▶ [正文]:
────
MapReduce之计数器及实例

问题导读
1.hadoop有哪些内置计数器？
2.job.getCounters()可以得到什么？
3.MapReduce是否允许用户自定义计数器？

简述：

Hadoop计数器：可以让开发人员以全局的视角来审查相关作业的运行情况以及各项指标，及时做出错误诊断并进行相应处理。
相比而言，计数器方式比日志更易于分析。

内置计数器：

（1）Hadoop内置的计数器，主要用来记录作业的执行情况
（2）内置计数器包括如下：
—MapReduce框架计数器（Map-Reduce Framework）
—文件系统计数器（File System Counters）
—作业计数器（Job Counters）
—文件输入格式计数器（File Output Format Counters）
—文件输出格式计数器（File Input Format Counters）
—Shuffle 错误计数器（Shuffle Errors）
（3）计数器由相关的task进行维护，定期传递给tasktracker，再由tasktracker传给jobtracker；
（4）最终的作业计数器实际上是由jobtracker维护，所以计数器可以被全局汇总，同时也不必在整个网络中传递。
────
(数据集记录)
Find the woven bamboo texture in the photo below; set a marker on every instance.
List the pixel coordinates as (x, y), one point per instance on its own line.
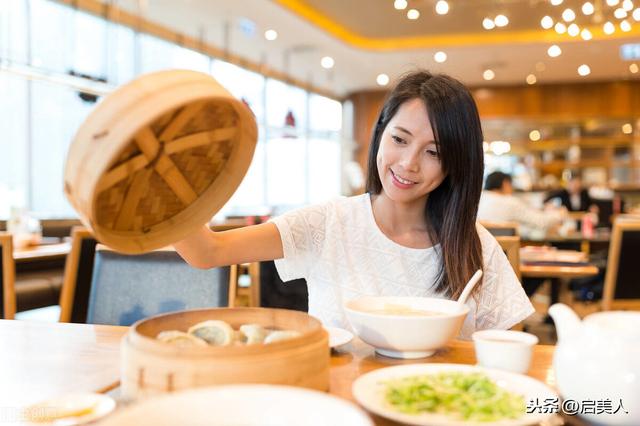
(158, 158)
(151, 367)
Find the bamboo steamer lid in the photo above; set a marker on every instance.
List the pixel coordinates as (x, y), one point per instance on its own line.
(157, 158)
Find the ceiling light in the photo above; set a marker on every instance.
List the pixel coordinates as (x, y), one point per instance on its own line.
(413, 14)
(620, 13)
(568, 15)
(584, 70)
(573, 30)
(554, 51)
(488, 75)
(271, 35)
(400, 4)
(500, 147)
(327, 62)
(442, 7)
(560, 28)
(382, 79)
(440, 57)
(501, 21)
(587, 8)
(488, 24)
(608, 28)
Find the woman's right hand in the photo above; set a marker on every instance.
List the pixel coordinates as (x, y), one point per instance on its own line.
(207, 249)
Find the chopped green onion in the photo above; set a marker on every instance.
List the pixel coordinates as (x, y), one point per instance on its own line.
(466, 396)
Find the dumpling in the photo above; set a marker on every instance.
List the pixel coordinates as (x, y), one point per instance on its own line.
(253, 333)
(180, 338)
(278, 335)
(214, 332)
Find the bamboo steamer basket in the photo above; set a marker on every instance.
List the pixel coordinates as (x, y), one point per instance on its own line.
(151, 367)
(157, 158)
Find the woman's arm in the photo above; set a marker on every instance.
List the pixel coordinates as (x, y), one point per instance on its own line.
(207, 249)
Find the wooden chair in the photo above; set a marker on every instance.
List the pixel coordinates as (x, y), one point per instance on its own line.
(501, 229)
(511, 247)
(621, 289)
(7, 277)
(78, 270)
(252, 293)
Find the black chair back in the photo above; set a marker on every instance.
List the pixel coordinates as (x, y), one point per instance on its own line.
(627, 280)
(83, 280)
(274, 293)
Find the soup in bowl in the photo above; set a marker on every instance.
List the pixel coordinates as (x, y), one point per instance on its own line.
(405, 327)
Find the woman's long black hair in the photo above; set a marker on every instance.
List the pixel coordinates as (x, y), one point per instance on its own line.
(452, 207)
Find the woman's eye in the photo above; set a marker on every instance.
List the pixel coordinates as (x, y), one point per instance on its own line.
(397, 139)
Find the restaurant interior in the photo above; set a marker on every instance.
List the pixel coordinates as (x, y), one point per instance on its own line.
(129, 124)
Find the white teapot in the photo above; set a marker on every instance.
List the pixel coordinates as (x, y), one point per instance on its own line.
(598, 359)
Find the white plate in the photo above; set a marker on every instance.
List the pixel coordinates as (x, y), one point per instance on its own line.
(246, 405)
(369, 391)
(338, 336)
(102, 405)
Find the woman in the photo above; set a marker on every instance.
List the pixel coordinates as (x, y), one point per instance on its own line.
(413, 233)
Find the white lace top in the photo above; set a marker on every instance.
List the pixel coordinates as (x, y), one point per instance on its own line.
(339, 249)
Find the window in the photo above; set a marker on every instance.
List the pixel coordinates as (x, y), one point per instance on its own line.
────
▶ [待完成任务]:
请根据正文回答下列问题：
(a) 与日志相比，计数器方式有何优势？
(b) 计数器由谁维护，并定期传递给tasktracker？
(c) 最终的作业计数器实际上由谁维护？

▶ [本题答案]:
(a) 计数器方式比日志更易于分析。
(b) 由相关的task维护。
(c) 由jobtracker维护。